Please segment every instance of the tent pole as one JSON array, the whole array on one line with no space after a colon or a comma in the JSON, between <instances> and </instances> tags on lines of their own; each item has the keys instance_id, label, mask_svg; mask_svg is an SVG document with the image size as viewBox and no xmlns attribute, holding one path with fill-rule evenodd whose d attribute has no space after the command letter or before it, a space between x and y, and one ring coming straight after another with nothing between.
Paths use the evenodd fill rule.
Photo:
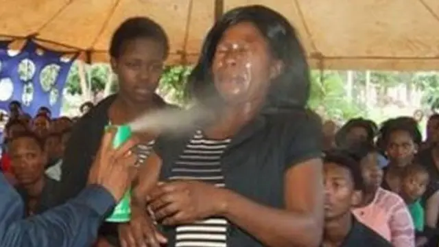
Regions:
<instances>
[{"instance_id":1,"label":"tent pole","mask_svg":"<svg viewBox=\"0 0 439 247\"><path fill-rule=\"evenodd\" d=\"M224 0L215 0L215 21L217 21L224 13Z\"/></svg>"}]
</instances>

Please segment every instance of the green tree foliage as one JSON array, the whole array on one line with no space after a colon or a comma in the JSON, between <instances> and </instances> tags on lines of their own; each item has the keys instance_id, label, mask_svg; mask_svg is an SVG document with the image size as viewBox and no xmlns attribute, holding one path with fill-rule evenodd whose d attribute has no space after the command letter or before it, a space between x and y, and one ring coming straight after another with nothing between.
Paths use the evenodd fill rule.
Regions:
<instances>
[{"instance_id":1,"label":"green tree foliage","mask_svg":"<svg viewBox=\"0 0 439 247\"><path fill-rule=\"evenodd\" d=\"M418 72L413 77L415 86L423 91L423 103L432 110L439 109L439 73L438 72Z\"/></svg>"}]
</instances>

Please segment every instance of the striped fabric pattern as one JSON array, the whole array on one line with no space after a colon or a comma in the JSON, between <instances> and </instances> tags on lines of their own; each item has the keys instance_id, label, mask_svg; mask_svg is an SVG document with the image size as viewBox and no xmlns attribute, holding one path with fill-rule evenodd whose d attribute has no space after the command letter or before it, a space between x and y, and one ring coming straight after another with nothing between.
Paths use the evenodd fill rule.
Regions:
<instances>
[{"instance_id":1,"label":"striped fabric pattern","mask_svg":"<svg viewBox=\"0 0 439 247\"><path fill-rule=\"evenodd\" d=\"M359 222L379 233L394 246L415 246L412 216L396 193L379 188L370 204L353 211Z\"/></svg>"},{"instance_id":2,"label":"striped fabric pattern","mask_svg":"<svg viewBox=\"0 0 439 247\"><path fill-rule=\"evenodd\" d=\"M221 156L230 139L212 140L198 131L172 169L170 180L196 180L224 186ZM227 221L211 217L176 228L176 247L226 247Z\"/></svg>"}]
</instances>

-----

EXERCISE OBJECTIVE
Copy the rows word for word, starting with the line that contains "Please segment every instance of the green" and ending with the last line of the rows, both included.

COMPLETE OUTPUT
Please segment every instance of the green tree foliage as one JSON array, the whole array on one line with no space after a colon or a comma in the JSON, between <instances> and </instances> tags on lines of their own; each item has the keys instance_id, label, mask_svg; mask_svg is an SVG document with the image size as viewBox and no xmlns attribute, holding one path with fill-rule evenodd whose d attribute has no space after the command letter or before it, a space between x and y, and one ring coming straight after another with nothing between.
Paths use the evenodd fill rule.
Regions:
<instances>
[{"instance_id":1,"label":"green tree foliage","mask_svg":"<svg viewBox=\"0 0 439 247\"><path fill-rule=\"evenodd\" d=\"M418 72L413 77L415 86L423 91L423 103L432 110L439 109L439 73L438 72Z\"/></svg>"}]
</instances>

Please segment every instance of the striped fabric pattern as one JSON array, the whole array on one line with no space after a colon or a comma in the JSON, between <instances> and </instances> tags on lines of their own; each item has the keys instance_id, label, mask_svg; mask_svg is an SVG document with the image size as viewBox and no xmlns attribute, holding one path with fill-rule evenodd whose d attribute has no space after the command letter or before it, a space between x and y, and one ring coming straight after another with nothing between.
Paths use the evenodd fill rule.
Regions:
<instances>
[{"instance_id":1,"label":"striped fabric pattern","mask_svg":"<svg viewBox=\"0 0 439 247\"><path fill-rule=\"evenodd\" d=\"M359 222L379 233L394 246L415 246L412 216L396 193L379 188L370 204L353 211Z\"/></svg>"},{"instance_id":2,"label":"striped fabric pattern","mask_svg":"<svg viewBox=\"0 0 439 247\"><path fill-rule=\"evenodd\" d=\"M221 156L230 139L212 140L198 131L172 169L170 180L196 180L224 186ZM227 221L211 217L176 228L176 247L226 247Z\"/></svg>"}]
</instances>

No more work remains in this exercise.